## Supplied passage
※ ※ ※

At Belmont on Saturday, Heisman, a 2-year-old full-sibling to Any Given Saturday, won his first race running the final quarter in :28 seconds. That is not notable. It is though that Heisman was starting off a sixth-place finish in his debut, a six-furlong Saratoga maiden special won by Stay Thirsty, who finished second to Sovereign Default in his first start and second to Boys at Tosconova in the Hopeful Stakes. The hype was all about Boys after the Hopeful, but Stay Thirsty — a Bernardini baby, half-brother to Andromeda’s Hero and Superfly, with enough class to run well against his precocious peers — seems more likely to develop into an interesting 3-year-old.

※ ※ ※

## Extracted entries
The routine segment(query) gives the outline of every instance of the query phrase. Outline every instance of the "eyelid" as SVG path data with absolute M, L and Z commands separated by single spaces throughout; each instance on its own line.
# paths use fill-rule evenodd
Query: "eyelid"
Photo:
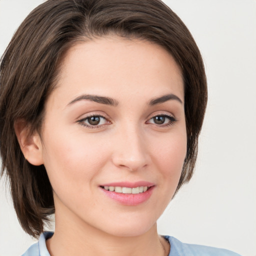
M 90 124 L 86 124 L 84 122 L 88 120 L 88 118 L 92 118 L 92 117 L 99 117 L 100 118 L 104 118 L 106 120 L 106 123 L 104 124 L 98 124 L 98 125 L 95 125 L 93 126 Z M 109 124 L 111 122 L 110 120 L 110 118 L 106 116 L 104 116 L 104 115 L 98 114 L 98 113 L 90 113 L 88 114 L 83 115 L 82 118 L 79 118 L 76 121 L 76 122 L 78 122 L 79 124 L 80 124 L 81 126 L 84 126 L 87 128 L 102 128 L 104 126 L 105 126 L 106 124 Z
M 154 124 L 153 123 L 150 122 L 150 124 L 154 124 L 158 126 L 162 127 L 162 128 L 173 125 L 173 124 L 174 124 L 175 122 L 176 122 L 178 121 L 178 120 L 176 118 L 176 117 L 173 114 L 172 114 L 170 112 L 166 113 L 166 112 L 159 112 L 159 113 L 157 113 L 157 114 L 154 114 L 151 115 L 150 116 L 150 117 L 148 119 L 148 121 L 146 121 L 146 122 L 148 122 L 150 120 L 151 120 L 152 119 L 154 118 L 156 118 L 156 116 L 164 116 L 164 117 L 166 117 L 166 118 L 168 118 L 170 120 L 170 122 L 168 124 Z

※ ※ ※

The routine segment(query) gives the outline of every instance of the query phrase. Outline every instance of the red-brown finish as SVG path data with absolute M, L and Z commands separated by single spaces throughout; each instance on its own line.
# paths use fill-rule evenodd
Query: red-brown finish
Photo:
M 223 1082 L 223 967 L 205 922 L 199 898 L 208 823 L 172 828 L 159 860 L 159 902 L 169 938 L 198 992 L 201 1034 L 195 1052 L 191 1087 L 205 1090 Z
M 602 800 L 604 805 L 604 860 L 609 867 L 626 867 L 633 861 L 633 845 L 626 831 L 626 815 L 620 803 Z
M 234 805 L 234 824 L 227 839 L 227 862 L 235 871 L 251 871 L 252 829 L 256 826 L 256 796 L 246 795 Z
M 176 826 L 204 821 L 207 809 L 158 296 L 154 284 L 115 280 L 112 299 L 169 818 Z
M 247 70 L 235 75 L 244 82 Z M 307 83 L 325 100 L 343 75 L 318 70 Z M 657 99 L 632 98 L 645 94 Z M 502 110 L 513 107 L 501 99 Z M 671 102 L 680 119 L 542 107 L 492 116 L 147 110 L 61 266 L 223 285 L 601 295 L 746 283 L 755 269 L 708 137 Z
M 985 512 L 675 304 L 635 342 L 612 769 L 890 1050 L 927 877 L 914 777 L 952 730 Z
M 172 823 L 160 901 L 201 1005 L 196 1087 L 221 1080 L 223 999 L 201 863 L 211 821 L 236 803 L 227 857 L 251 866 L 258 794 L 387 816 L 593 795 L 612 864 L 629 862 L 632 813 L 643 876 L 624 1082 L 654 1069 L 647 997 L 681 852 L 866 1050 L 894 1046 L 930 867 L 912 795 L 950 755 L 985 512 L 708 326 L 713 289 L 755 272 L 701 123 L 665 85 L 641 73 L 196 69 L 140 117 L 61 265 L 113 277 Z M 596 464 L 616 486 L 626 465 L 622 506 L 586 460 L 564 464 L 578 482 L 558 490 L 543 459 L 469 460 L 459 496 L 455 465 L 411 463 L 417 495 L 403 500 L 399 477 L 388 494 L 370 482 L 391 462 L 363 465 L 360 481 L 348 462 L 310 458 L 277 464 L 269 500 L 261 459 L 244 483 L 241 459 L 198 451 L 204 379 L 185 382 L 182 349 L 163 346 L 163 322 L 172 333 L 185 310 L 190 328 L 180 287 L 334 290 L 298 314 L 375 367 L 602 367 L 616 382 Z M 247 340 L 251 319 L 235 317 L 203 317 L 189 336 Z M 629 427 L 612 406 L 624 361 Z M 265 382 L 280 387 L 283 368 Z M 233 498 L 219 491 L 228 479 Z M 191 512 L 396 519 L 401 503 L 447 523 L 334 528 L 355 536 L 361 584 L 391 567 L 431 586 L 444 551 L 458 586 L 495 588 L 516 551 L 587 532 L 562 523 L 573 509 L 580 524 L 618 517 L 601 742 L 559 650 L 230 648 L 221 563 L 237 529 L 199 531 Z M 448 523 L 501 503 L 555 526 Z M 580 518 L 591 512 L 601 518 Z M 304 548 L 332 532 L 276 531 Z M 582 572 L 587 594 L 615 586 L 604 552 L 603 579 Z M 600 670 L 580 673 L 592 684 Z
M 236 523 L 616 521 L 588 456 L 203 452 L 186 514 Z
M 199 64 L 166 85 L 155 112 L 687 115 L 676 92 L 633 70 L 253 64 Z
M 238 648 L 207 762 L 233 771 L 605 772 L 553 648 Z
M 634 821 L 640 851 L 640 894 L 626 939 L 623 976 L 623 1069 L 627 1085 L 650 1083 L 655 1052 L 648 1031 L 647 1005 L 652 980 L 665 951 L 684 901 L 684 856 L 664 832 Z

※ ※ ※

## Required actions
1: According to the racing passage, which horse won the six-furlong Saratoga maiden special?
2: Repeat the racing passage word for word between "At Belmont on" and "an interesting 3-year-old.", inclusive.
The records have no part in this work.

## Expected outputs
1: Stay Thirsty

2:
At Belmont on Saturday, Heisman, a 2-year-old full-sibling to Any Given Saturday, won his first race running the final quarter in :28 seconds. That is not notable. It is though that Heisman was starting off a sixth-place finish in his debut, a six-furlong Saratoga maiden special won by Stay Thirsty, who finished second to Sovereign Default in his first start and second to Boys at Tosconova in the Hopeful Stakes. The hype was all about Boys after the Hopeful, but Stay Thirsty — a Bernardini baby, half-brother to Andromeda’s Hero and Superfly, with enough class to run well against his precocious peers — seems more likely to develop into an interesting 3-year-old.